[[ Task data open ]]
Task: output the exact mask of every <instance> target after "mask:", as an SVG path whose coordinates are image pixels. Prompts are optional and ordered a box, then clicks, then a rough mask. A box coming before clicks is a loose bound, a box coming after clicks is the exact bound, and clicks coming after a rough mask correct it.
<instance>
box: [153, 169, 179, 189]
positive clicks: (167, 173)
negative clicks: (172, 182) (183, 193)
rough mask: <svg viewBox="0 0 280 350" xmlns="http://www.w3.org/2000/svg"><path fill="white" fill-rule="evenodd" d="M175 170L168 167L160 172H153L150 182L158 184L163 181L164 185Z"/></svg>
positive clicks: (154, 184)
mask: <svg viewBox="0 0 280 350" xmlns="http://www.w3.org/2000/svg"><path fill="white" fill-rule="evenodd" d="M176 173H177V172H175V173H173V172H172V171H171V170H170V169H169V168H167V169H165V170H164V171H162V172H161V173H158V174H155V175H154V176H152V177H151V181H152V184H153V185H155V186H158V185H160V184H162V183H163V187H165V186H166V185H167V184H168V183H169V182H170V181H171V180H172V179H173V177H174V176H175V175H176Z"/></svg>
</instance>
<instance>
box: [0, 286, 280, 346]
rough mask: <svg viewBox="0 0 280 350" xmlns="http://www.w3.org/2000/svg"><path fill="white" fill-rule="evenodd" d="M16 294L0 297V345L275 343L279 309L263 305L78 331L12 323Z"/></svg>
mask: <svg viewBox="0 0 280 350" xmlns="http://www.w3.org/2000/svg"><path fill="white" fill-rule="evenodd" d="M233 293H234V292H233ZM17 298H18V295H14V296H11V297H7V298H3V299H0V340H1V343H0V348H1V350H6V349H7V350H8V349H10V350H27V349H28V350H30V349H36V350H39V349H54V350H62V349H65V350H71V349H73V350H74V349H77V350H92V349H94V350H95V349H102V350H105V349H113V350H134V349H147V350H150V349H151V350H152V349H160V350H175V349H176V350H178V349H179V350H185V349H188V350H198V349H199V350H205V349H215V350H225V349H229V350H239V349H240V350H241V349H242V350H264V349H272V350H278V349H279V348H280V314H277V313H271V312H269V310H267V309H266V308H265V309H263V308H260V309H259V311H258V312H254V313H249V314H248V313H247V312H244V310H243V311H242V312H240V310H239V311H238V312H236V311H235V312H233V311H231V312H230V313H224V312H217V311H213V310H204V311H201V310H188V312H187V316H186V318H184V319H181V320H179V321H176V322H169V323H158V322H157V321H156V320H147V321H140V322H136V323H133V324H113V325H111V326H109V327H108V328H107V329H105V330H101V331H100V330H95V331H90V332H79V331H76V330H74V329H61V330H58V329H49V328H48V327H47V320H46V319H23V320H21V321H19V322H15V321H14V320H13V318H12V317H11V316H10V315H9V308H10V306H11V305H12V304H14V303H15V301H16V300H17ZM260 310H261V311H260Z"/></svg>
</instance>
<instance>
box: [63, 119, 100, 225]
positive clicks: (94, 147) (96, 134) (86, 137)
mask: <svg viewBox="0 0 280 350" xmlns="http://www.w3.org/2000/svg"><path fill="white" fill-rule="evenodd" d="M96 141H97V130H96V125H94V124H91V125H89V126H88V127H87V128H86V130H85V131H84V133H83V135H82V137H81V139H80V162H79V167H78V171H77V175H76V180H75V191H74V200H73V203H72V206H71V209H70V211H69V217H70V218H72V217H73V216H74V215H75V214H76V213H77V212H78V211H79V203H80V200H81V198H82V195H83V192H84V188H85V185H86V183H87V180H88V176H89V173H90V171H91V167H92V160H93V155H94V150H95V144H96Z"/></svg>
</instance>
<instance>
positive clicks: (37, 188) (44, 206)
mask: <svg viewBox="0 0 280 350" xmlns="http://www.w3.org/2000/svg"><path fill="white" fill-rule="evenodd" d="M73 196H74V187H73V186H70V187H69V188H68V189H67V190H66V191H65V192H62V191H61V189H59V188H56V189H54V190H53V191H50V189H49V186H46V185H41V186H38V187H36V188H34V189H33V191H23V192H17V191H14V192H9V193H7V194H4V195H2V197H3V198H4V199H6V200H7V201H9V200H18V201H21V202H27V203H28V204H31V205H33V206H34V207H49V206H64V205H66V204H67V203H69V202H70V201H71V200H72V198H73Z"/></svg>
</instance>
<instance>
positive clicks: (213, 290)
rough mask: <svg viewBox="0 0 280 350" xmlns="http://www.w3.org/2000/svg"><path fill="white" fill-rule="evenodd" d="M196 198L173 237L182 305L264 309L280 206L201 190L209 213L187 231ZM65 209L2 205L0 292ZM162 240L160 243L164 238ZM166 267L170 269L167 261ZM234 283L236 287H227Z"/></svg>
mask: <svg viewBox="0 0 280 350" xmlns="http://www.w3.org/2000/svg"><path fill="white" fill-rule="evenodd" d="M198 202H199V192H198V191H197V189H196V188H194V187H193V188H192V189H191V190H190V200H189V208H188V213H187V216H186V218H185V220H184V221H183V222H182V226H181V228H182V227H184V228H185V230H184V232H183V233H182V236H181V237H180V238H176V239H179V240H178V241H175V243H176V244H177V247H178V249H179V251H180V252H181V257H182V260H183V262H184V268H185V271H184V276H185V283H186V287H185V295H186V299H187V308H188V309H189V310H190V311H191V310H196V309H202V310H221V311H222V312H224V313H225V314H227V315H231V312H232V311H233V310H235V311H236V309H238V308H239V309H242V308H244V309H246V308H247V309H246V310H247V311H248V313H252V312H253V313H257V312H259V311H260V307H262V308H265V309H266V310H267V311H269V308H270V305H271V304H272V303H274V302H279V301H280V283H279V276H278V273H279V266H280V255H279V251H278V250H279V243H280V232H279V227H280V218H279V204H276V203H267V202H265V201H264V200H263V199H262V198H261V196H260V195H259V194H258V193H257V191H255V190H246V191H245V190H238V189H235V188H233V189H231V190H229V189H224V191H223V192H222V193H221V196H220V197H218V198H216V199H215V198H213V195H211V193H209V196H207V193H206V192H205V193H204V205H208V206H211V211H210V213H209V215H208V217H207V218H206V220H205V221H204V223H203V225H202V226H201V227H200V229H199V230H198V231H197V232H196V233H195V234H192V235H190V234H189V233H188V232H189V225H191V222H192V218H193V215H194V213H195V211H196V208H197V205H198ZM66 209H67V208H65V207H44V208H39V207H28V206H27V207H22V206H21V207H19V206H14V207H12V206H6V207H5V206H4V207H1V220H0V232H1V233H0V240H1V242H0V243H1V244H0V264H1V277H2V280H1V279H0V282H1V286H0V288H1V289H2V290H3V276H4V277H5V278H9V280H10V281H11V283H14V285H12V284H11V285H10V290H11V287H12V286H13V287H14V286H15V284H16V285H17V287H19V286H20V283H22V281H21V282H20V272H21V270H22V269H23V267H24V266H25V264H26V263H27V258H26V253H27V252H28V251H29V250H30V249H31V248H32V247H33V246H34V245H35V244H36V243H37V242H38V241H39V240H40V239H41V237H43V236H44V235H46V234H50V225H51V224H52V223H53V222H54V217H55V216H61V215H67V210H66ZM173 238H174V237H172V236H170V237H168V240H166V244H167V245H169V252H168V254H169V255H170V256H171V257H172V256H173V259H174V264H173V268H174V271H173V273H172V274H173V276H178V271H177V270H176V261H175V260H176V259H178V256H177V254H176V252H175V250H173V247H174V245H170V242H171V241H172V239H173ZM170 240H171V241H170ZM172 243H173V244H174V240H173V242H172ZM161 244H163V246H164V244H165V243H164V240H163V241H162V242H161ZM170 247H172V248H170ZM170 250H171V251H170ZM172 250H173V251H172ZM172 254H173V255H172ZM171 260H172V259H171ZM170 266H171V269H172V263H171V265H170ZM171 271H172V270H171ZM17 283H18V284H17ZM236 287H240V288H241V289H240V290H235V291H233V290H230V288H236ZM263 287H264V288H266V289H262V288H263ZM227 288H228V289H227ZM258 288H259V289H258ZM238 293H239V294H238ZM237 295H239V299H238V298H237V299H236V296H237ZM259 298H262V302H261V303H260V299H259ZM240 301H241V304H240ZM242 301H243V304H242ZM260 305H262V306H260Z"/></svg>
[[ Task data closed ]]
● **Exercise aim**
Above are the records; print exactly the lines from the line with "negative clicks: (172, 182) (183, 193)" to the line with "170L168 167L160 172H153L150", including both, and nothing else.

● **Problem solution**
negative clicks: (172, 182) (183, 193)
rough mask: <svg viewBox="0 0 280 350" xmlns="http://www.w3.org/2000/svg"><path fill="white" fill-rule="evenodd" d="M175 170L168 167L160 172H153L150 182L158 184L163 181L164 185Z"/></svg>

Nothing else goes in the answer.